Swap "photo" for "image" and rewrite only the lines from the one containing "Find the distant" through the last line, changing nothing else.
** START OF THE RECORDS **
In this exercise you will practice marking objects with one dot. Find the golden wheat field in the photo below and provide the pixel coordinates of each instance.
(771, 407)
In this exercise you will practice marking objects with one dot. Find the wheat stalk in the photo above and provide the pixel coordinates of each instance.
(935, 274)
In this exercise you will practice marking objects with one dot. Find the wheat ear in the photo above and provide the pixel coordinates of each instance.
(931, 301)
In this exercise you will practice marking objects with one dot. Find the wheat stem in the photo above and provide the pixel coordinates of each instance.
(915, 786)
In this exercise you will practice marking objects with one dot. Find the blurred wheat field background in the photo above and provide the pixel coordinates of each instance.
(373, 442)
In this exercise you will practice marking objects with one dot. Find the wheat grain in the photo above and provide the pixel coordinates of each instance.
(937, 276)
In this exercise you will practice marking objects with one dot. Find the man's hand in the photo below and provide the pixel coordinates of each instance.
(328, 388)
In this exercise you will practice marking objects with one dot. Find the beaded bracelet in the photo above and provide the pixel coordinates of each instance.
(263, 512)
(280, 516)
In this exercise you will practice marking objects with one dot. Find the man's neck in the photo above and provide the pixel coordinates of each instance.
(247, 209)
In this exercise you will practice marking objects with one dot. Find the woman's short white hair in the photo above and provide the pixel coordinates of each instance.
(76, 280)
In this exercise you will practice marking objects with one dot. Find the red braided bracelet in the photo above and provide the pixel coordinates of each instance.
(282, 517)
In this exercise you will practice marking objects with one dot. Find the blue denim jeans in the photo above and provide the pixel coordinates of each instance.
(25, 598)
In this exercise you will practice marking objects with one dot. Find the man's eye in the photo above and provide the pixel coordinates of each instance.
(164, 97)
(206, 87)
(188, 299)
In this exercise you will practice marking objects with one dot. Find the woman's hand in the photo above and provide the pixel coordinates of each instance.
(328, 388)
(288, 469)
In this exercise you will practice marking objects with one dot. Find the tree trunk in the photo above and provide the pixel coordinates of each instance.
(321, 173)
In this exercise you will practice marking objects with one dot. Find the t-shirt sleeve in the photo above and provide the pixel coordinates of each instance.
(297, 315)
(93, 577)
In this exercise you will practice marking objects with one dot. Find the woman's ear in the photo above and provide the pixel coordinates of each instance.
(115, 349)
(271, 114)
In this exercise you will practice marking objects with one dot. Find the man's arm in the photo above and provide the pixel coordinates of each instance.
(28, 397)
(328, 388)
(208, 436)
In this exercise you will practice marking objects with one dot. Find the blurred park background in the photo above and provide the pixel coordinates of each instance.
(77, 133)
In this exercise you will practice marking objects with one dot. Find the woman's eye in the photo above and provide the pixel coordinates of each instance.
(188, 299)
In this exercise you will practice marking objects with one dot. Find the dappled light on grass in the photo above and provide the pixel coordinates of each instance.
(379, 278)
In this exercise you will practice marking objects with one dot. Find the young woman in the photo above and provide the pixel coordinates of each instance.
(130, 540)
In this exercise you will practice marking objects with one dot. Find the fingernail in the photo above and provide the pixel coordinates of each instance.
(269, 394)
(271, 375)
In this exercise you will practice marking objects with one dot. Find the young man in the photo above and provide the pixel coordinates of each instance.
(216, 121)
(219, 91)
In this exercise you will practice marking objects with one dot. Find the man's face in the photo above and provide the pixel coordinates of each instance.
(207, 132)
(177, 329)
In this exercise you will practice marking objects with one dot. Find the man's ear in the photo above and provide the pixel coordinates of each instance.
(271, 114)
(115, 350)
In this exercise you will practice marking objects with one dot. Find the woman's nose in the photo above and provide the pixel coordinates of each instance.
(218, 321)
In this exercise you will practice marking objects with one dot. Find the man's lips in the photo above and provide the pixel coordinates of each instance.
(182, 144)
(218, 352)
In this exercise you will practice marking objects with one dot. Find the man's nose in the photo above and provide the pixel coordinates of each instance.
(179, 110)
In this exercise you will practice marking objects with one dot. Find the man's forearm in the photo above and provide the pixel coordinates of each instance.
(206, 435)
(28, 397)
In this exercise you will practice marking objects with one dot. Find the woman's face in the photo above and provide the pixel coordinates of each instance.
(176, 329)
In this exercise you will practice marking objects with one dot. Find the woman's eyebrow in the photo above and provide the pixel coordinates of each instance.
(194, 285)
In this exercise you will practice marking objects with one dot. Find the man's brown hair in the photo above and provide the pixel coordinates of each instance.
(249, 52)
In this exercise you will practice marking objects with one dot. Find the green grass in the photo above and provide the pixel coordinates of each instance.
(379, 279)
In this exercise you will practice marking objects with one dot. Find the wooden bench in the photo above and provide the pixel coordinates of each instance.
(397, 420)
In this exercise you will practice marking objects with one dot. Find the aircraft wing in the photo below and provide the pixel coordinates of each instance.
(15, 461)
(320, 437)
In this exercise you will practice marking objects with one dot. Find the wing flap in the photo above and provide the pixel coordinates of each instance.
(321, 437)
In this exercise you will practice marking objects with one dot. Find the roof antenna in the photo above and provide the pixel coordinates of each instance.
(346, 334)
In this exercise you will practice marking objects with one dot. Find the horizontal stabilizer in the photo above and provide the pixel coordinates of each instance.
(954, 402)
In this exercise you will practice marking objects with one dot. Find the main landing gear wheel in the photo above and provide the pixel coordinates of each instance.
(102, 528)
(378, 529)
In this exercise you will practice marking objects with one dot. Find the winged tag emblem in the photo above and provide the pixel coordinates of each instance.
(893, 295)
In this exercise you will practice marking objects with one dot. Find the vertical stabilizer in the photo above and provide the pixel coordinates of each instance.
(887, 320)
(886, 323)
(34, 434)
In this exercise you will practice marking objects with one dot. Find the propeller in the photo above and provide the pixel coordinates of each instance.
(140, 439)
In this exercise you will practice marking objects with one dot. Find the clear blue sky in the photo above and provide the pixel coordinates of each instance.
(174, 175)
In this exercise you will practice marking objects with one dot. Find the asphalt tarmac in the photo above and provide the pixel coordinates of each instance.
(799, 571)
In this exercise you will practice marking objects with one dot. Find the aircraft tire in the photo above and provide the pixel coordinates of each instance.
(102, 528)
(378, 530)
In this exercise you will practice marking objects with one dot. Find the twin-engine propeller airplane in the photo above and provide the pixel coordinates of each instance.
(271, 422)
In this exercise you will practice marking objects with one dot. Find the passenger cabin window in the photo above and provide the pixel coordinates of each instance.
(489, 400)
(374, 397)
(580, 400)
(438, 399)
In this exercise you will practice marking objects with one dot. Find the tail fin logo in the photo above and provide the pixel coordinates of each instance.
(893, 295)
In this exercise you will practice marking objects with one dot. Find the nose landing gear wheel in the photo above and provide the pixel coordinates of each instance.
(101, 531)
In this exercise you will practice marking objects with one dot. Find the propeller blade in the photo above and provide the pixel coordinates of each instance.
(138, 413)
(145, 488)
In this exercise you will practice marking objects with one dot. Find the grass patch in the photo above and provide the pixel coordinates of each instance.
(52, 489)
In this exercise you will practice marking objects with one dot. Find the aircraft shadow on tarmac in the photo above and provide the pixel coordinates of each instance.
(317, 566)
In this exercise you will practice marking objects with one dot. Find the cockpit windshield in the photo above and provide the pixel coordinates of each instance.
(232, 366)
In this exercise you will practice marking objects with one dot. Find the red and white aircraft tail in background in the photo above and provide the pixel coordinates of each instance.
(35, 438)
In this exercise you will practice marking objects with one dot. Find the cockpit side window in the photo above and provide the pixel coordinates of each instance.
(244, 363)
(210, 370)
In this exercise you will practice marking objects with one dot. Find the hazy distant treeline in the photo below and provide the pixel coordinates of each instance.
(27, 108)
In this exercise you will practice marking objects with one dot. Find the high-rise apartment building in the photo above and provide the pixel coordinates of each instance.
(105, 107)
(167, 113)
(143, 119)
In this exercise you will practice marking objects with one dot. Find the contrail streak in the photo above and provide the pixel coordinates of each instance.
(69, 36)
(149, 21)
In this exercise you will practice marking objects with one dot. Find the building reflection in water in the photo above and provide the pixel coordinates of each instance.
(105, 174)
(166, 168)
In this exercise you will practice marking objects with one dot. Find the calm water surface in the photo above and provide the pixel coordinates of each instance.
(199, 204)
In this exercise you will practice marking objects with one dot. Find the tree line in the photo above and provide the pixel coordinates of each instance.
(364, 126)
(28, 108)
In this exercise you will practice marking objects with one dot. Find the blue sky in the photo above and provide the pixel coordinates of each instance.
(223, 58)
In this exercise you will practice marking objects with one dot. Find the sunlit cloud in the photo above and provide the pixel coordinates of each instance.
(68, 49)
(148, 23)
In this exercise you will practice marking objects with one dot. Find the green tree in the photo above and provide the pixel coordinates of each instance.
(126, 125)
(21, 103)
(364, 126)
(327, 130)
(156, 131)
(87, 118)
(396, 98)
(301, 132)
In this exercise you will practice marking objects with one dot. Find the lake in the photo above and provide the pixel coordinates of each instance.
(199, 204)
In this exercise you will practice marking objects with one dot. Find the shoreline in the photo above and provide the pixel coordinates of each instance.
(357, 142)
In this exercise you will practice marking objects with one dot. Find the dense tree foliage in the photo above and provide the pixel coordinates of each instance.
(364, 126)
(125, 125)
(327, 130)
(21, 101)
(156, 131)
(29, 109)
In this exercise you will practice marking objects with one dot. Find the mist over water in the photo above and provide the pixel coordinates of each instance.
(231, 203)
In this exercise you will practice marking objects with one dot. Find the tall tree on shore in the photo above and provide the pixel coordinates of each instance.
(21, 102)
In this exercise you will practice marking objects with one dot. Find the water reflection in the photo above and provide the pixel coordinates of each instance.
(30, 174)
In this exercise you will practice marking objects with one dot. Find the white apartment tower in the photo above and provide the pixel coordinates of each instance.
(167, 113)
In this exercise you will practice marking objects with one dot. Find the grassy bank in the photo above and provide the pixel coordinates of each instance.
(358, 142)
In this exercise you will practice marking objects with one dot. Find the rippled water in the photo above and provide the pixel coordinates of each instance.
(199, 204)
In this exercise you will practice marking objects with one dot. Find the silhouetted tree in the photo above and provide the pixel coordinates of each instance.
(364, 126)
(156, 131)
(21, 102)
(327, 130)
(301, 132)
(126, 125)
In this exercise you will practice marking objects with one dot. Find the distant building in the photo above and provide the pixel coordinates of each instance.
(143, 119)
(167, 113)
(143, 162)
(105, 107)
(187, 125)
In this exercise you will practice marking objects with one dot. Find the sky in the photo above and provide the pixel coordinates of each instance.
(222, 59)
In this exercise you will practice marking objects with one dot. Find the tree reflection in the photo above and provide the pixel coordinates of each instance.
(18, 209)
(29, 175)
** END OF THE RECORDS **
**EXERCISE ANSWER**
In this exercise you will practice marking objects with one dot. Find the distant building in the image above and provide the pixel coordinates of each instance.
(143, 119)
(167, 113)
(143, 162)
(105, 107)
(187, 125)
In this exercise you will practice marking objects with one dot. Find the sky in the image above and provide the pixel coordinates of each instance.
(222, 59)
In this exercise you will practice marking objects with one dot. Find the tree reflection in the image above and provide the pixel coordinates of each instance.
(18, 209)
(29, 175)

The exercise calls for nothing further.